Section 4.2. VESTING; TERMINATION OF OPTION. The Option set forth herein
shall vest and be valid only in the event that (i) the conditions set forth in
Section 2.1(a) or (b) are met and (ii) Xxxxxx has reimbursed the Parent in full
for all of the expenses of the Registration and Distribution of the Sub Common
Stock as required by Section 2.1 not later than the Effective Date of the
Registration Statement. The Option, if vested, will expire ten (10) days after
the Effective Date of the Registration Statement.
Section 4.3. EXERCISE OF OPTION. Xxxxxx may exercise the Option by
providing written notice to each of the Majority Shareholders of its intent to
exercise the Option, along with payment in an amount equal to (i) the par value
of the Sub Common Stock ($.001 per share) times (ii) the number of shares of Sub
Common Stock which are to be distributed to the Majority Shareholders based upon
their ownership of the Parent Preferred Stock.
Section 4.4. RESTRICTIONS ON TRANSFER. Each Majority Shareholder hereby
agrees not to offer, sell, contract to sell or otherwise transfer, pledge or
dispose of, directly or indirectly, any Parent Preferred Stock for a period of
six months from the Closing Date ("Lock Up Period"), and represents and warrants
that he will keep his shares of Parent Preferred Stock, free and clear of any
interests, security interest, claims, liens, pledges, penalties, charges,
encumbrances, buy-sell agreements, and any other rights of any party whatsoever
of every kind and character during the Lock Up Period. If Parent is required to
file a Registration Statement pursuant to Section 2.1, each Majority Shareholder
agrees to extend the Lock Up Period for the lesser of (a) three (3) months from
the initial filing date of the Registration Statement or (b) ten (10) days after
the Effective Date of the Registration Statement ("Extended Lock Up Period").

[Point annotation dataset entries]
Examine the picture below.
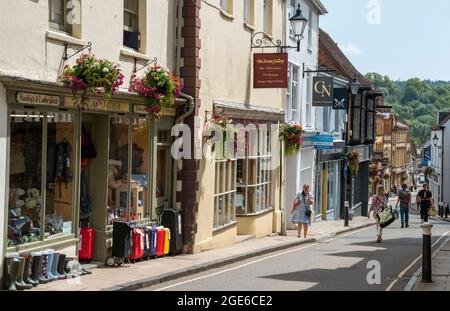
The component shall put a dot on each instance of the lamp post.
(354, 87)
(298, 24)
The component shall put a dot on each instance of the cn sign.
(323, 92)
(270, 71)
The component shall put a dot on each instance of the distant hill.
(416, 101)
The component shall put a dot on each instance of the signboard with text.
(323, 92)
(270, 71)
(340, 99)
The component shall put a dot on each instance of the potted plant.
(353, 159)
(91, 74)
(292, 136)
(159, 87)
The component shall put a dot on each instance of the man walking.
(404, 200)
(425, 200)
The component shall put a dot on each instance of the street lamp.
(435, 140)
(298, 24)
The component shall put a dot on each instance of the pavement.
(348, 262)
(152, 272)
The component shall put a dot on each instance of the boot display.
(43, 273)
(51, 255)
(61, 265)
(20, 284)
(36, 266)
(27, 271)
(55, 266)
(8, 270)
(13, 274)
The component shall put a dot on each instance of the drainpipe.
(179, 120)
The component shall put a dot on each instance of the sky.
(401, 38)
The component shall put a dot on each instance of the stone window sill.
(250, 27)
(59, 36)
(131, 53)
(226, 15)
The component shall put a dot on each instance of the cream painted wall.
(27, 52)
(226, 74)
(3, 172)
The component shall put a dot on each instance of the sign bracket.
(316, 71)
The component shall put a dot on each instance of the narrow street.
(337, 264)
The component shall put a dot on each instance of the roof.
(330, 47)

Direction 1
Reproduce the passage of the contract excerpt between "Section 4.3. EXERCISE" and "Parent Preferred Stock.", inclusive.
Direction 2
Summarize the contract excerpt in two sentences.
Direction 3
According to the contract excerpt, what is the par value of the Sub Common Stock?

Exercise solution 1
Section 4.3. EXERCISE OF OPTION. Xxxxxx may exercise the Option by
providing written notice to each of the Majority Shareholders of its intent to
exercise the Option, along with payment in an amount equal to (i) the par value
of the Sub Common Stock ($.001 per share) times (ii) the number of shares of Sub
Common Stock which are to be distributed to the Majority Shareholders based upon
their ownership of the Parent Preferred Stock.

Exercise solution 2
The Option vests only if the conditions in Section 2.1(a) or (b) are met and Xxxxxx has fully reimbursed the Parent for the Registration and Distribution expenses by the Effective Date of the Registration Statement, and Xxxxxx exercises it by giving written notice to each Majority Shareholder along with payment of the par value times the number of shares to be distributed to them. Each Majority Shareholder agrees not to transfer or encumber any Parent Preferred Stock for six months from the Closing Date, and that Lock Up Period is extended if Parent must file a Registration Statement under Section 2.1.

Exercise solution 3
$.001 per share.